* _EXERCISE REQUIREMENTS_:
Retype the whole of the data exactly.

* _SOURCE MATERIAL_:
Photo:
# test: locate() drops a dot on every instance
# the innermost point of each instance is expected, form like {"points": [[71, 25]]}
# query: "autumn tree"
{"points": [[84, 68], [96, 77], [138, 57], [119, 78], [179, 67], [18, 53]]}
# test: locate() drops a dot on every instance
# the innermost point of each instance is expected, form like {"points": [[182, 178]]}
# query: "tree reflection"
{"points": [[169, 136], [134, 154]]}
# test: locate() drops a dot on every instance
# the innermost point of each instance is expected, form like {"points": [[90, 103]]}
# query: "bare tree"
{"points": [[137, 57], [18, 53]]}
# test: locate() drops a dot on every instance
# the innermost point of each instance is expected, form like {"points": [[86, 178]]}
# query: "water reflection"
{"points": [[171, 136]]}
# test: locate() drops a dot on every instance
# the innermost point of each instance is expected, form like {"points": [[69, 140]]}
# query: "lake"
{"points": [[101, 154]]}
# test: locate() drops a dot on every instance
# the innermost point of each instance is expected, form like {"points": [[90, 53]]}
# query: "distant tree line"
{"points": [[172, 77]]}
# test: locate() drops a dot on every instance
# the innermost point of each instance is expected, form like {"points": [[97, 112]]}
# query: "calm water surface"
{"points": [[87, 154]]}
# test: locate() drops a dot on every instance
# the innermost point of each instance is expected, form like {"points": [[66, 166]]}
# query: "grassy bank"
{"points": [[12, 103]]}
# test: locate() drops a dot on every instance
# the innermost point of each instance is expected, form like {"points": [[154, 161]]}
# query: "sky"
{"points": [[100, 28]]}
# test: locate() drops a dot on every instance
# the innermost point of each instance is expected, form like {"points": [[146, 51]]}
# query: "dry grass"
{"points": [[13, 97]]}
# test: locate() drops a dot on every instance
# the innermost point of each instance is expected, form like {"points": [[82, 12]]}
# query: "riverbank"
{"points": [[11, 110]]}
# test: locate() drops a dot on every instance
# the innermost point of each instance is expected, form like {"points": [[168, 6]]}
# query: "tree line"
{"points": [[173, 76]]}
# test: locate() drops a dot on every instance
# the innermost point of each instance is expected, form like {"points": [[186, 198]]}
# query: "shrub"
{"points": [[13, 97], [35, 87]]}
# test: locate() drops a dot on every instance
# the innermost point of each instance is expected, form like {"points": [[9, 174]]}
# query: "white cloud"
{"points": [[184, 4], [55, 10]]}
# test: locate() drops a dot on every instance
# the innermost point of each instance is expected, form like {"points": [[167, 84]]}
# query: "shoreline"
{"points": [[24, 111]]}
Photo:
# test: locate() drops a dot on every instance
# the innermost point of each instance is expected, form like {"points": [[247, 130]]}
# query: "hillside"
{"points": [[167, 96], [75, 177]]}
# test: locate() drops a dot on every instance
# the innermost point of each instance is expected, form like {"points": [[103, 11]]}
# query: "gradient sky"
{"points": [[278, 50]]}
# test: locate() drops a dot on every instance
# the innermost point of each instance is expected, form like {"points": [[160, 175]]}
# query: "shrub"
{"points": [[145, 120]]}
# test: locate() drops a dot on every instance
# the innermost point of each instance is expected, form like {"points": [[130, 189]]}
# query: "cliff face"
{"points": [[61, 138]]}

* _OUTPUT_:
Photo:
# test: locate() drops a dot on every instance
# the innermost point of each instance is expected, form like {"points": [[71, 25]]}
# query: "autumn tree"
{"points": [[84, 68], [96, 77], [138, 57], [119, 78], [179, 67], [18, 53]]}
# test: locate() drops a dot on every instance
# the innermost point of each instance is expected, form like {"points": [[182, 178]]}
# query: "tree reflection"
{"points": [[169, 136], [134, 154]]}
# test: locate() drops a dot on every instance
# the innermost point of each instance is expected, form like {"points": [[90, 103]]}
# query: "bare tree"
{"points": [[137, 57], [18, 53]]}
# test: locate() drops a dot on every instance
# the innermost point of each instance is expected, form like {"points": [[86, 178]]}
# query: "water reflection"
{"points": [[171, 136]]}
# test: locate() drops a dot on every instance
# the innermost point of each instance is expected, form like {"points": [[69, 140]]}
# query: "lake"
{"points": [[101, 154]]}
# test: locate() drops a dot on every instance
# the innermost point of each instance is expected, form like {"points": [[90, 53]]}
# query: "distant tree line"
{"points": [[172, 77]]}
# test: locate() drops a dot on every instance
# the innermost point of each instance is expected, form like {"points": [[97, 112]]}
# query: "calm water surface"
{"points": [[87, 154]]}
# test: locate() drops a dot on every instance
# the innermost point of each instance is expected, form like {"points": [[66, 166]]}
# query: "grassy bank"
{"points": [[12, 103]]}
# test: locate() drops a dot on every instance
# the innermost point of each instance is expected, form like {"points": [[154, 161]]}
# query: "sky"
{"points": [[100, 28]]}
# test: locate() drops a dot on every instance
# the innermost point of each instance is expected, form like {"points": [[146, 51]]}
# query: "dry grass"
{"points": [[13, 97]]}
# test: locate() drops a dot on every instance
# the innermost point of each instance is expected, form like {"points": [[82, 12]]}
# query: "riverbank"
{"points": [[11, 110]]}
# test: locate() drops a dot on every instance
# the innermost point of each instance is expected, form like {"points": [[168, 6]]}
# query: "tree line"
{"points": [[173, 76]]}
# test: locate() drops a dot on every instance
# the innermost point of each instance is expected, form like {"points": [[186, 198]]}
# query: "shrub"
{"points": [[13, 97], [35, 87]]}
# test: locate() drops a dot on every instance
# the innermost point of each instance is expected, form like {"points": [[9, 174]]}
# query: "white cloud"
{"points": [[184, 4], [55, 10]]}
# test: locate() drops a dot on every instance
# the innermost point of each instance is expected, form like {"points": [[167, 84]]}
# query: "shoreline"
{"points": [[24, 111]]}
Photo:
# test: locate() drops a dot on every instance
# the innermost point of each instance is expected, form like {"points": [[247, 130]]}
# query: "hillside"
{"points": [[167, 96], [75, 177]]}
# test: locate() drops a dot on every instance
# the innermost point of each instance is expected, form like {"points": [[103, 11]]}
# query: "gradient sky"
{"points": [[278, 50]]}
# test: locate() drops a dot on every instance
# the innermost point of each instance is expected, form like {"points": [[160, 175]]}
# query: "shrub"
{"points": [[145, 120]]}
# test: locate() drops a dot on every instance
# the innermost point of each instance is expected, form like {"points": [[130, 189]]}
# query: "cliff face"
{"points": [[61, 138]]}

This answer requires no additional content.